Excerpts of pointing data

***

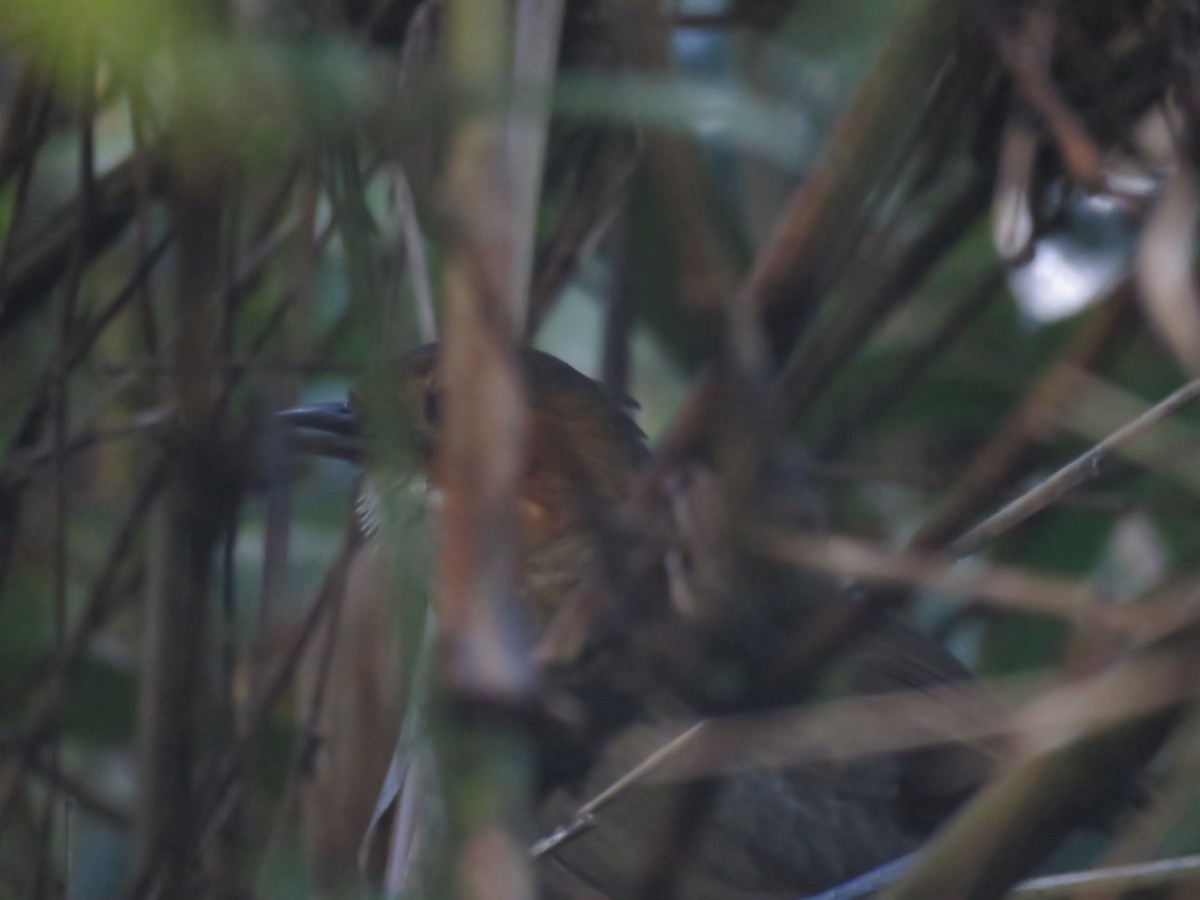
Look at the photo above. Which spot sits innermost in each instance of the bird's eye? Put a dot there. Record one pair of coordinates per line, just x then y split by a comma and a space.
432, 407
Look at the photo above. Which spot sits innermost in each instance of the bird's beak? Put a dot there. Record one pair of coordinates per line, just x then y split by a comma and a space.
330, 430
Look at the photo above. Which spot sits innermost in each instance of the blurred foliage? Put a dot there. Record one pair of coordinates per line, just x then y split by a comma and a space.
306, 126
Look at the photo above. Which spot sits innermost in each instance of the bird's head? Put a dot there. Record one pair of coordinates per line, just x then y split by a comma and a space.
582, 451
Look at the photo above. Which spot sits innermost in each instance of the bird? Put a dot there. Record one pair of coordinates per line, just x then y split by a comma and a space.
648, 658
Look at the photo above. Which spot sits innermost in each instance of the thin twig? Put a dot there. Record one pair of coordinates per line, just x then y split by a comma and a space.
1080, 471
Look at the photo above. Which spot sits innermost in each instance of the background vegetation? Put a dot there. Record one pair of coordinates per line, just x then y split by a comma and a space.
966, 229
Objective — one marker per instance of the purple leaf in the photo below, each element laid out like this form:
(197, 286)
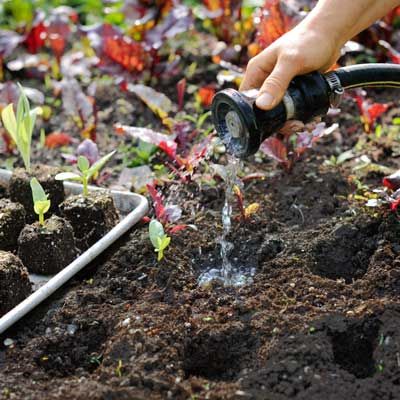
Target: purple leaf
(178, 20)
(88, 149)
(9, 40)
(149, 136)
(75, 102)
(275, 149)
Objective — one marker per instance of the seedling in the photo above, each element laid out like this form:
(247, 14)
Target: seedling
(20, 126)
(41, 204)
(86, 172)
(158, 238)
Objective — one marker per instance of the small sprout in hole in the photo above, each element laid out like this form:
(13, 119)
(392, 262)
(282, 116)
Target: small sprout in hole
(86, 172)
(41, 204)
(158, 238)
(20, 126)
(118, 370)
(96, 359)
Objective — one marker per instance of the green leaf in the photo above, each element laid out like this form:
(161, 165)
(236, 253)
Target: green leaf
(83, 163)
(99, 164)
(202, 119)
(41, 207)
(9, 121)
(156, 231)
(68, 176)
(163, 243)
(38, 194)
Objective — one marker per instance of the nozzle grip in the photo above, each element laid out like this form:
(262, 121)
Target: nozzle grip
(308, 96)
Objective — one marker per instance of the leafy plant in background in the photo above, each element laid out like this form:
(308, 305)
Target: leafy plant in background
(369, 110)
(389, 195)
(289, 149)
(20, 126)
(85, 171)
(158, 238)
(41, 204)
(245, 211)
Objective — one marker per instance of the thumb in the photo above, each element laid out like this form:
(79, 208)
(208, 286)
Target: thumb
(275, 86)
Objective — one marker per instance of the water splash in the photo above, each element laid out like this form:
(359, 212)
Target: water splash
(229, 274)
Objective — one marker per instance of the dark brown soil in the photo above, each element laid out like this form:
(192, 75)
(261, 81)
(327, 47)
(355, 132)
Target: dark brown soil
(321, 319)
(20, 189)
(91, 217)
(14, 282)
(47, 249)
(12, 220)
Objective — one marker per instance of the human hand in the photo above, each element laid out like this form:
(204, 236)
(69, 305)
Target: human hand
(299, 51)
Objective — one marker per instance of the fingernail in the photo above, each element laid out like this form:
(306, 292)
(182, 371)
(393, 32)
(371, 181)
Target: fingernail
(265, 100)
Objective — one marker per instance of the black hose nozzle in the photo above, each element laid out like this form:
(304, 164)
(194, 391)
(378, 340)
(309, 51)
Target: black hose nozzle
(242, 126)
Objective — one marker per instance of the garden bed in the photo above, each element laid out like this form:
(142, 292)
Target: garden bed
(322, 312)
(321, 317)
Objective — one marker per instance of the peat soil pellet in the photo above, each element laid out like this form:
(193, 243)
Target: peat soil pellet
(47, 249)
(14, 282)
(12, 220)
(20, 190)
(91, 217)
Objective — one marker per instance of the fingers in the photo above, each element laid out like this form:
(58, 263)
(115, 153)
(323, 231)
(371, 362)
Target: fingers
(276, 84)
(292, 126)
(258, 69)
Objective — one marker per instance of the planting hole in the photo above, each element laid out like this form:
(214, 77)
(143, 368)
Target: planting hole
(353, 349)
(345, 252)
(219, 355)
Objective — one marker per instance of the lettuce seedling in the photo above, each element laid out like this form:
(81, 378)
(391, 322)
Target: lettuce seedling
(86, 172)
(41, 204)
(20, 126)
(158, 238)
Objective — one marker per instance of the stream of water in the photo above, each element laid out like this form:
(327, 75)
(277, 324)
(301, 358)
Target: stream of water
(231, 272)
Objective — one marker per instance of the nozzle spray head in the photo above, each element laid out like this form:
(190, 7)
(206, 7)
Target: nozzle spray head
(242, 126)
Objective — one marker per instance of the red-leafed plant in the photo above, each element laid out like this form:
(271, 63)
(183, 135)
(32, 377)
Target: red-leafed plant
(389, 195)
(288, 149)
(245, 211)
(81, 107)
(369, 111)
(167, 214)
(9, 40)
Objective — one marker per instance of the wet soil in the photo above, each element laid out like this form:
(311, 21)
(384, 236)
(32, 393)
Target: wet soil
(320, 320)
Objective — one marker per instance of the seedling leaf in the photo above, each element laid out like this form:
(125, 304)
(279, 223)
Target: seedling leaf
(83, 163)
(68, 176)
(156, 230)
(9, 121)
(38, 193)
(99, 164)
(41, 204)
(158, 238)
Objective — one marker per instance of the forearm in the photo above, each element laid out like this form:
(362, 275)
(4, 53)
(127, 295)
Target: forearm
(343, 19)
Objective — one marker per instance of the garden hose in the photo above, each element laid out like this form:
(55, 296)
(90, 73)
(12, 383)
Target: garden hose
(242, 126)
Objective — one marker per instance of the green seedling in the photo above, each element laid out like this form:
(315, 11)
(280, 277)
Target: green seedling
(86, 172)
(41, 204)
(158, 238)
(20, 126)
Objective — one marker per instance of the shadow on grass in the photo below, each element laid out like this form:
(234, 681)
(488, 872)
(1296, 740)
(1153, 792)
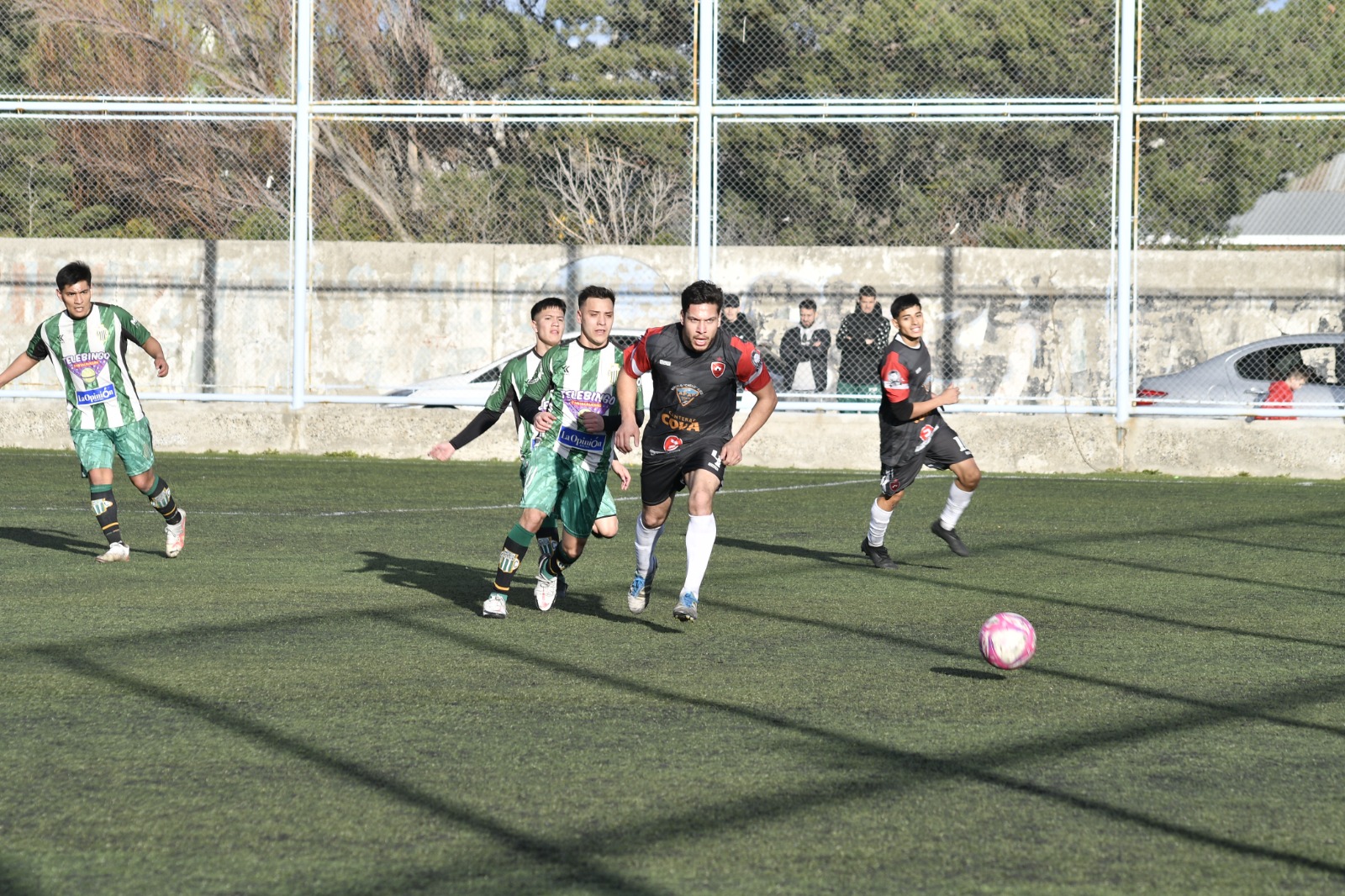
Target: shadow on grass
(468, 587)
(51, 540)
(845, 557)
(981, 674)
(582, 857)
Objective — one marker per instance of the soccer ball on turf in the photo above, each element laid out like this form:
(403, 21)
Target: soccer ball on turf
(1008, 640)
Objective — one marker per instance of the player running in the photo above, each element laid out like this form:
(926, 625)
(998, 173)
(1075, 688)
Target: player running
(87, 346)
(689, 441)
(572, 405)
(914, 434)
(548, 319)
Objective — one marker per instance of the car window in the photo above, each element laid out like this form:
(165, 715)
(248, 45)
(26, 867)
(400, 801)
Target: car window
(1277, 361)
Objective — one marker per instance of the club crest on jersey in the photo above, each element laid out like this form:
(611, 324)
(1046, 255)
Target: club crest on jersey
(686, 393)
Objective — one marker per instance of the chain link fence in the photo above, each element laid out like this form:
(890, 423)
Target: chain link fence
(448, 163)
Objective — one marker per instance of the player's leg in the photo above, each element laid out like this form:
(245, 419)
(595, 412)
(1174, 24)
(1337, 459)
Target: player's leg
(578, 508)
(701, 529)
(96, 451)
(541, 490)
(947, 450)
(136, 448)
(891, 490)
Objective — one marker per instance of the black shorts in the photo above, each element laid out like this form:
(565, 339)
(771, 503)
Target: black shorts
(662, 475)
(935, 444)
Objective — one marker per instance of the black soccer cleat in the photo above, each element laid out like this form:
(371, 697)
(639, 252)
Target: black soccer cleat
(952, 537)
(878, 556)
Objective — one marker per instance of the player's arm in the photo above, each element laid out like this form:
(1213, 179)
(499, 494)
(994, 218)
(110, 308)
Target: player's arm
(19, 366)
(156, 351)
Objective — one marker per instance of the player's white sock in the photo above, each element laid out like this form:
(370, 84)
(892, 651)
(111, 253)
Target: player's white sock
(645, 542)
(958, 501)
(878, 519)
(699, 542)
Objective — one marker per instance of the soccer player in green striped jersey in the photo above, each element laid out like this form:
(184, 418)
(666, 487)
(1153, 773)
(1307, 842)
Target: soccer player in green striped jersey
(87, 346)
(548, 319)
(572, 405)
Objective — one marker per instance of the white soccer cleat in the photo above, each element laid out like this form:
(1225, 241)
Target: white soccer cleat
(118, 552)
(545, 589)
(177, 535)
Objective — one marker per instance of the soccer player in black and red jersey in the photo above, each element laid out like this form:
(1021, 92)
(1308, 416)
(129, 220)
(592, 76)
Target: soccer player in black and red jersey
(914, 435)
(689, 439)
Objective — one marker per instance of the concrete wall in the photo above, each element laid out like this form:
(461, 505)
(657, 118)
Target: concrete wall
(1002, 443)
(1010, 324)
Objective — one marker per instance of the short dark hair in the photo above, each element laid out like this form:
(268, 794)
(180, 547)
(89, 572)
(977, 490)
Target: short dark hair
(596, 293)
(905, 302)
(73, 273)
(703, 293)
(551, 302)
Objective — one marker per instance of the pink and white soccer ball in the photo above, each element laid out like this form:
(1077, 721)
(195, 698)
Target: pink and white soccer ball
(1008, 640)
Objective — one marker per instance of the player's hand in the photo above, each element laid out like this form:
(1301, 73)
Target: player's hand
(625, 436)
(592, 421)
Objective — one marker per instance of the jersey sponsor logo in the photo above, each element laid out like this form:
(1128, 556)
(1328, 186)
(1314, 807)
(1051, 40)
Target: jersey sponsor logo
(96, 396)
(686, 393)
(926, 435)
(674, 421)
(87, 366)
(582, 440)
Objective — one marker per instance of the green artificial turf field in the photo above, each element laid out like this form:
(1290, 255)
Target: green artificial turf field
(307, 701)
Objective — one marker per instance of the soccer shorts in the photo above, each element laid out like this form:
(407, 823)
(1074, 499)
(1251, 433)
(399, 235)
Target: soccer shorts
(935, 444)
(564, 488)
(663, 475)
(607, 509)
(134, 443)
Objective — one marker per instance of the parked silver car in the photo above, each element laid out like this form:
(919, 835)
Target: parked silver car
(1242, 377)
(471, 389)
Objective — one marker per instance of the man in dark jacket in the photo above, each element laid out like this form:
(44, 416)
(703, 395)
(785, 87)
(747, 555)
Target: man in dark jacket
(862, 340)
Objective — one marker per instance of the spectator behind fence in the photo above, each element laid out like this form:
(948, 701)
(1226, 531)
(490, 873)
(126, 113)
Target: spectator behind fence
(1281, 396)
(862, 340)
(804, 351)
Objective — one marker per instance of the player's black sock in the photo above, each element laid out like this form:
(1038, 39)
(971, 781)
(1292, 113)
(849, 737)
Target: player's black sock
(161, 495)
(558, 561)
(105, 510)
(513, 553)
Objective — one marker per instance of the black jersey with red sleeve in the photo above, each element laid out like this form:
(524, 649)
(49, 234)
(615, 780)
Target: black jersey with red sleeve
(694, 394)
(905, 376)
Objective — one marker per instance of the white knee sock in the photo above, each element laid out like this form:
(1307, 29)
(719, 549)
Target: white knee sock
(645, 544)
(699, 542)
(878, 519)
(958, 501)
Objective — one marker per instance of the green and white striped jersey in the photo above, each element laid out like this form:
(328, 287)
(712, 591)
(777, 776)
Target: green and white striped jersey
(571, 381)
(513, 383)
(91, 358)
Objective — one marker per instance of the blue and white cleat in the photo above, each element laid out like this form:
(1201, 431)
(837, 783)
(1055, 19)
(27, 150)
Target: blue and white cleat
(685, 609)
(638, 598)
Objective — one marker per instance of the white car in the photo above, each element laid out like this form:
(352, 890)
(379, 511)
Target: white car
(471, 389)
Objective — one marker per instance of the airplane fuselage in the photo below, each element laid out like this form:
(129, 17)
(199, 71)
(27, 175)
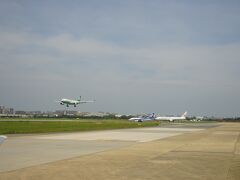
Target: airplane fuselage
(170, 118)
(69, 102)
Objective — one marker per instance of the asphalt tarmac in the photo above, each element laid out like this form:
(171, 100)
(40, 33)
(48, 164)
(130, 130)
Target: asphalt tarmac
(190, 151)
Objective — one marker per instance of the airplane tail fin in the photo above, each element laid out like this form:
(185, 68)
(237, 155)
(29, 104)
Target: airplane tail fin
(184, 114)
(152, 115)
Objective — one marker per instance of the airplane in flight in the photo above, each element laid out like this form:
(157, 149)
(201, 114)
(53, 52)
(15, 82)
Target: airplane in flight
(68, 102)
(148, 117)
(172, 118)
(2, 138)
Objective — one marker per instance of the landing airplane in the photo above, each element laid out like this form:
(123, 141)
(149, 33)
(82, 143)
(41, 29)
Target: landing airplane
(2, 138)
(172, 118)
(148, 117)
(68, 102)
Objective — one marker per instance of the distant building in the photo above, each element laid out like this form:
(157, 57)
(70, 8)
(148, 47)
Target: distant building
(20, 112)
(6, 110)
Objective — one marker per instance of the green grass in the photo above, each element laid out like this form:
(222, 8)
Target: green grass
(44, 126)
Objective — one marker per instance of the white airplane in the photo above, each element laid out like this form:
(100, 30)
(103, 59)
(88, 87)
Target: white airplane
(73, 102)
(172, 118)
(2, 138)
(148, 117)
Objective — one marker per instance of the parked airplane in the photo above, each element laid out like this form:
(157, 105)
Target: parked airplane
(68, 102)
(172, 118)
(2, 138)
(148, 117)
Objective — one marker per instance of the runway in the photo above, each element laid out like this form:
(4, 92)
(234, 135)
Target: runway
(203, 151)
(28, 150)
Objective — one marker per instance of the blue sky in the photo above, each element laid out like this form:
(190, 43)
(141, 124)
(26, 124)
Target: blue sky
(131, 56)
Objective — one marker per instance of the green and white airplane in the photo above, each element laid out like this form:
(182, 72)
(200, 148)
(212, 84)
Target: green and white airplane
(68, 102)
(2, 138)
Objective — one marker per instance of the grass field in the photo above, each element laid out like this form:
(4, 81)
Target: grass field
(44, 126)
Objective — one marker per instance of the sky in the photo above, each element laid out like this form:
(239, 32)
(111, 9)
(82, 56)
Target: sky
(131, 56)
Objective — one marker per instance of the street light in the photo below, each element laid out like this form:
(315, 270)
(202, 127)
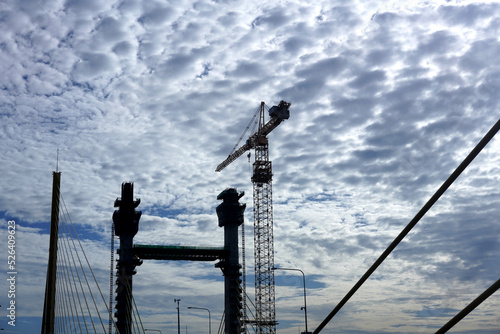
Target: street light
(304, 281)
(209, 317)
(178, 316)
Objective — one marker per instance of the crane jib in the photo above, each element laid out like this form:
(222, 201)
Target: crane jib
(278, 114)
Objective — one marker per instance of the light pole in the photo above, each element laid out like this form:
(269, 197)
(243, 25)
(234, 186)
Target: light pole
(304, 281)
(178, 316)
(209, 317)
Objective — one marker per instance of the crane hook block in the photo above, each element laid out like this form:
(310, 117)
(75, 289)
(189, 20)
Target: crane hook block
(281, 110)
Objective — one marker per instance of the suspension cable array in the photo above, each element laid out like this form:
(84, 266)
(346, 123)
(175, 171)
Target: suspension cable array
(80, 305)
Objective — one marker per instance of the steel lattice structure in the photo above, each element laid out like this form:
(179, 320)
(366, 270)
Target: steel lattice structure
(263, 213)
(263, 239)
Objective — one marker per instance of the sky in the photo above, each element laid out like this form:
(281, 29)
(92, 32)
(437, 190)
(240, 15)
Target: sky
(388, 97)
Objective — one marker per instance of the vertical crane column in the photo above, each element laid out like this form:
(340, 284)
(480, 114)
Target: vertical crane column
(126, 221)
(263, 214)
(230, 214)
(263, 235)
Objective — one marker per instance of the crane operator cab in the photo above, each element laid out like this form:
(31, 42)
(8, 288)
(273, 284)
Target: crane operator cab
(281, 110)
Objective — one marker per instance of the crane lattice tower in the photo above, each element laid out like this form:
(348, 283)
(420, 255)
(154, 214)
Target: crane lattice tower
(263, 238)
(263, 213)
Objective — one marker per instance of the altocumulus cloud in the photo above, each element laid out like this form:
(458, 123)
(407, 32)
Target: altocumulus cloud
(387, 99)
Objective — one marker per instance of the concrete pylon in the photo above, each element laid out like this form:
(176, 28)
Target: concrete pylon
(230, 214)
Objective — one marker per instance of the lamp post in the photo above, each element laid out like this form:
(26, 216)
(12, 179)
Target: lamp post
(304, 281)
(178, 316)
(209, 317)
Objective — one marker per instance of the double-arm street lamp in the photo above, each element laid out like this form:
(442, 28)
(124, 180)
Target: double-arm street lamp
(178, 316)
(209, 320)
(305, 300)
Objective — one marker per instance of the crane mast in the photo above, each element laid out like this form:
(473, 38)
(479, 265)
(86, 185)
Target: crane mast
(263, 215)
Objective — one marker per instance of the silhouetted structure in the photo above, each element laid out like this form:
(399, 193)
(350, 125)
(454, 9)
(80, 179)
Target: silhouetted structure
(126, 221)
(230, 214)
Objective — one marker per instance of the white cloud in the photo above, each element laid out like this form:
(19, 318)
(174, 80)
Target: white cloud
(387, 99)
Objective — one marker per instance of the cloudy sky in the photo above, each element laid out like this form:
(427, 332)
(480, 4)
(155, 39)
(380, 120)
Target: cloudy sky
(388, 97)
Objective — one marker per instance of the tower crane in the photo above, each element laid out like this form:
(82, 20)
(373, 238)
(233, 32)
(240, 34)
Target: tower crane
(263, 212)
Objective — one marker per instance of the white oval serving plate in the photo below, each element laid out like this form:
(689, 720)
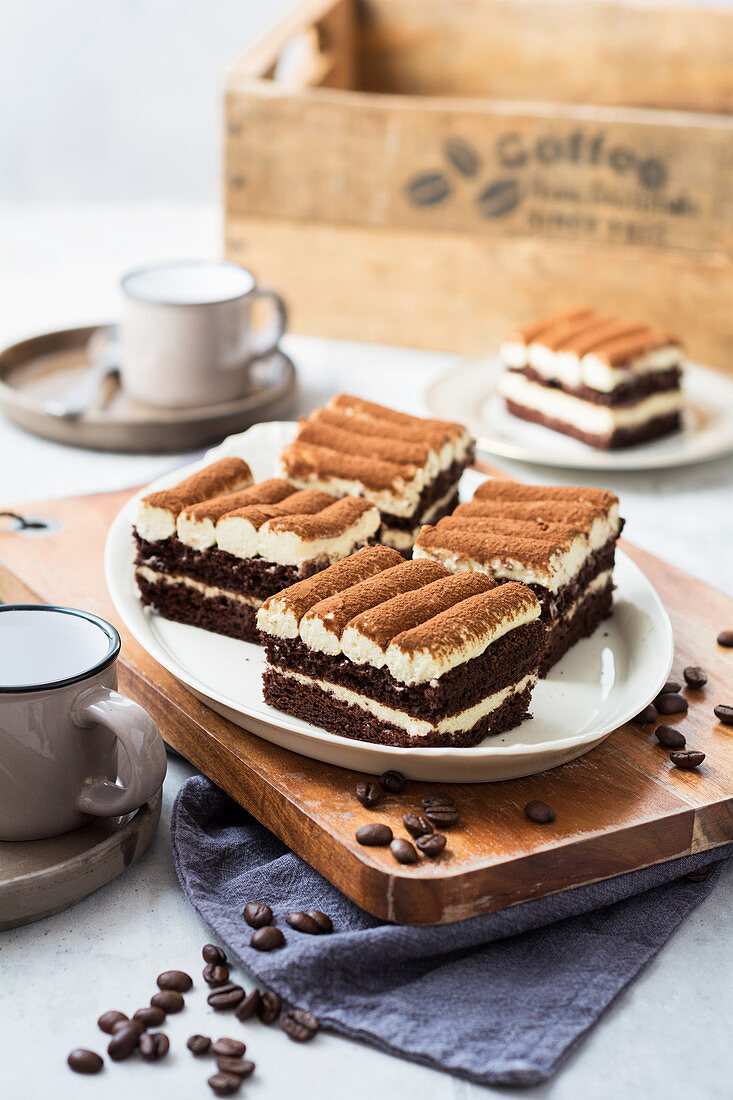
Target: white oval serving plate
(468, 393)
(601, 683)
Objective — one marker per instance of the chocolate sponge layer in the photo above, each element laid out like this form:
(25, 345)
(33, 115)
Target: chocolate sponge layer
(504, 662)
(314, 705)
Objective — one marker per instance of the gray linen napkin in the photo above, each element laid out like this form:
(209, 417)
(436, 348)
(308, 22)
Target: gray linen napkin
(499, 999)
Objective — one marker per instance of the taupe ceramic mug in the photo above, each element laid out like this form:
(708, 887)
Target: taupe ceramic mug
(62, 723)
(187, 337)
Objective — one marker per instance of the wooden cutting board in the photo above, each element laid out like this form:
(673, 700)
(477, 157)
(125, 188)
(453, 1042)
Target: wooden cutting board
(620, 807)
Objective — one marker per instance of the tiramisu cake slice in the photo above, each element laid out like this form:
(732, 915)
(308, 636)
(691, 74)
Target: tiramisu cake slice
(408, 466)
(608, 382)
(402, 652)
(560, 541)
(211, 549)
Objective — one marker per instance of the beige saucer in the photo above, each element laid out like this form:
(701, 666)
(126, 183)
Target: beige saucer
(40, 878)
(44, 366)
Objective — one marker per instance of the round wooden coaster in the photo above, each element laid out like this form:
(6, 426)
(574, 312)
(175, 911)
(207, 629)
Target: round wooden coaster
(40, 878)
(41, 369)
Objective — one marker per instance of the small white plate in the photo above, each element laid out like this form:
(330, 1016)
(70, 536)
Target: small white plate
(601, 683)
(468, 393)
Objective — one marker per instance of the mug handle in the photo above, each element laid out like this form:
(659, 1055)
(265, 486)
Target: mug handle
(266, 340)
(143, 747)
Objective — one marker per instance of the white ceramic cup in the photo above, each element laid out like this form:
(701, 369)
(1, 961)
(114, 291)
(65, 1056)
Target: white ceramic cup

***

**WHAT YOU HAVE TO DO:** Copy the listing again, starting with the line that contains "Objective — one marker per instance of the beige" and going on through the end of the listing. Substitute "placemat" for "coaster" and leave everything else unchanged.

**SOLUTION BELOW:**
Objective — one marker per instance of the beige saucer in the photo above, each element laid out like this form:
(701, 666)
(126, 183)
Target: beige saucer
(40, 878)
(44, 366)
Objective — one marker per instance of the round wooden placemat in the photo above, each element laid out like this form:
(6, 426)
(574, 312)
(175, 911)
(207, 629)
Target: round wooden placemat
(40, 878)
(41, 369)
Objective — one marker per instance of the small white plate in the photo above, each element laid out like this form:
(330, 1016)
(70, 536)
Target: small white plate
(601, 683)
(468, 393)
Objective — one marker per instance of the mug handle in the photo above, each element laid out like this form:
(659, 1055)
(265, 486)
Target: mug handle
(266, 340)
(143, 747)
Objective — one marker per instance of the white ceramic cup in the photo above, each element laid out like this form:
(701, 369)
(1, 961)
(114, 291)
(65, 1056)
Target: white ceramic cup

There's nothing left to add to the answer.